_Page extract_.
Start

Find one such password with **maximum possible length** and print it.  
If several answers exist, any one of maximum length is acceptable.


---

2. **Detailed editorial**

### 2.1. Restating the task

We need the **longest common substring** of two strings that is **also a palindrome**.

Constraints:

- |A|, |B| ≤ 2000
- Naïve O(n³) approaches are too slow (n² substrings × O(n) palindrome check).

We want something close to O(n² log n) or better.

### 2.2. High-level idea

Key facts:

- A palindrome is determined by its center and length.
- We want **substrings** (contiguous) that are palindromes in `A` **and** appear as substrings in `B`.

The solution in the C++ code uses:

1. **Polynomial rolling hash** with modulo \(2^{61}-1\) (fast 64-bit modular arithmetic).
2. Precomputed hashes for:
   - `A` (forward),
   - reversed `A`,
   - `B` (forward).
3. A **checker** function `check(len)`:
   - Finds all palindromic substrings of length `len` in `A`.
   - Stores their hash values in a map (hash → starting/ending indices in `A`).
   - Scans all substrings of length `len` in `B`, computes hashes, and checks if any hash is present in the map.

End

_Listed records_.

Start

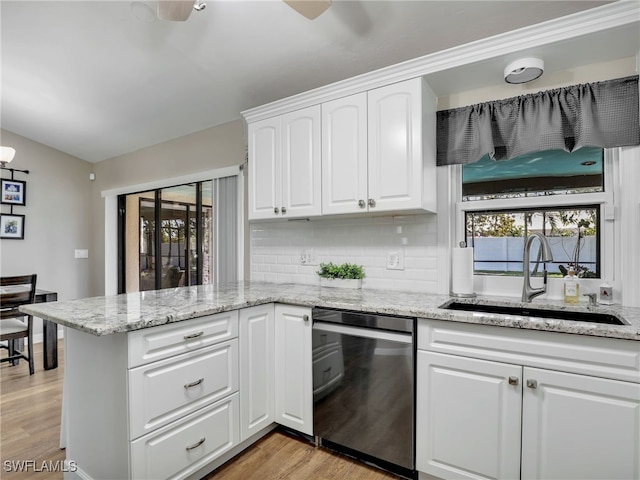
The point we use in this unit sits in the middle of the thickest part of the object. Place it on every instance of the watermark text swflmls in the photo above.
(36, 466)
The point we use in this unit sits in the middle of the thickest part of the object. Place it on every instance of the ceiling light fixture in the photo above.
(6, 155)
(143, 11)
(523, 70)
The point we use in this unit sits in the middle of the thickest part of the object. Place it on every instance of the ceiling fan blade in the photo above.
(175, 10)
(309, 8)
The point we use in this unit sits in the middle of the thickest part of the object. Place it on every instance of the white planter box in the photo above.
(341, 282)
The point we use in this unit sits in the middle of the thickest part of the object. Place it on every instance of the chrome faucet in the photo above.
(528, 292)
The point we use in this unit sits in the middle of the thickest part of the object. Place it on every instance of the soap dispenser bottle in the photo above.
(606, 294)
(571, 287)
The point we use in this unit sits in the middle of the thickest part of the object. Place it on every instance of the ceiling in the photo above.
(91, 79)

End

_Given request 1_.
Reproduce the part of the editorial starting with "The solution in" and going on through "in the map.".
_Given request 2_.
Summarize the editorial in two sentences.
_Given request 3_.
According to the editorial, what modulus does the polynomial rolling hash use?

_Exercise response 1_.
The solution in the C++ code uses:

1. **Polynomial rolling hash** with modulo \(2^{61}-1\) (fast 64-bit modular arithmetic).
2. Precomputed hashes for:
   - `A` (forward),
   - reversed `A`,
   - `B` (forward).
3. A **checker** function `check(len)`:
   - Finds all palindromic substrings of length `len` in `A`.
   - Stores their hash values in a map (hash → starting/ending indices in `A`).
   - Scans all substrings of length `len` in `B`, computes hashes, and checks if any hash is present in the map.

_Exercise response 2_.
The editorial seeks the longest common substring of two strings that is also a palindrome, with each string at most 2000 characters long, and it notes that naive O(n³) approaches are too slow and aims for something close to O(n² log n) or better. The C++ solution uses a polynomial rolling hash modulo 2^61 − 1 with precomputed hashes for A, reversed A and B, plus a check(len) function that stores the hashes of A's palindromic substrings of length len in a map and checks whether any substring of B of that length has a matching hash.

_Exercise response 3_.
2^61 − 1